> Given problem: The records below must be retyped exactly.

> Exercise material:
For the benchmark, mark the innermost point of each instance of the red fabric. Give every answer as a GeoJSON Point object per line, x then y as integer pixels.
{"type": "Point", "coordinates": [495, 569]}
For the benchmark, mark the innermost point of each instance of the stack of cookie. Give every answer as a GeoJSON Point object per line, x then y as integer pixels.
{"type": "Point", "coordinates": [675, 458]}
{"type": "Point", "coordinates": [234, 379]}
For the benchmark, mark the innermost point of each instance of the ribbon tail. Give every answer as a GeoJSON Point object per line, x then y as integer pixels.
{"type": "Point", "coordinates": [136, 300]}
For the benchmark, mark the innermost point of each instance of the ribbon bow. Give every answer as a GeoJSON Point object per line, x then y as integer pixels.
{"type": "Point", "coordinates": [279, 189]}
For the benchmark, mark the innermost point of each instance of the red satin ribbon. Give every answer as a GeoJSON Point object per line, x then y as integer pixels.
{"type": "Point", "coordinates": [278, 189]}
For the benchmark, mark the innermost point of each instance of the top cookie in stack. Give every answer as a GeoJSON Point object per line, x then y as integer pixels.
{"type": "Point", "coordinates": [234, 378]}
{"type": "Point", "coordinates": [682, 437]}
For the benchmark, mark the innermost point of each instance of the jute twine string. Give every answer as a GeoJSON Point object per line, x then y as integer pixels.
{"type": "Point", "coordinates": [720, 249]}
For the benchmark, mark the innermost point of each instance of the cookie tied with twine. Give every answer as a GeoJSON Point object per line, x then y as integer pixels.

> Task solution:
For the benchmark, mark the innermost point of each instance of the red fabric. Give every answer as a GeoJSON Point object per line, x then y as integer pixels.
{"type": "Point", "coordinates": [495, 569]}
For the benchmark, mark the innermost point of each instance of the stack of cookie. Give every answer as a GeoJSON Point object per line, x then y as integer pixels.
{"type": "Point", "coordinates": [675, 458]}
{"type": "Point", "coordinates": [234, 379]}
For the benchmark, mark the innermost point of each instance of the ribbon tail. Give every answer as a GeoJSON Point object per line, x then y as integer pixels.
{"type": "Point", "coordinates": [136, 300]}
For the benchmark, mark the innermost point of each instance of the ribbon bow. Give every answer as a GeoJSON Point object per line, x then y as integer pixels.
{"type": "Point", "coordinates": [279, 189]}
For the benchmark, mark the innermost point of each instance of the red satin ribbon. Give every answer as a GeoJSON Point object per line, x then y as integer pixels.
{"type": "Point", "coordinates": [278, 189]}
For the benchmark, mark the innermost point of each instance of the top cookie in stack. Give every answer as a GeoJSON Point object per line, x then y as integer pixels.
{"type": "Point", "coordinates": [234, 378]}
{"type": "Point", "coordinates": [682, 437]}
For the benchmark, mark the innermost point of each instance of the jute twine string. Give every answer as a GeoJSON Point object per line, x then y as integer pixels.
{"type": "Point", "coordinates": [720, 249]}
For the benchmark, mark the innermost point of each instance of the cookie tied with twine. Give every answer as a GeoJSON Point object per line, x then y as integer pixels.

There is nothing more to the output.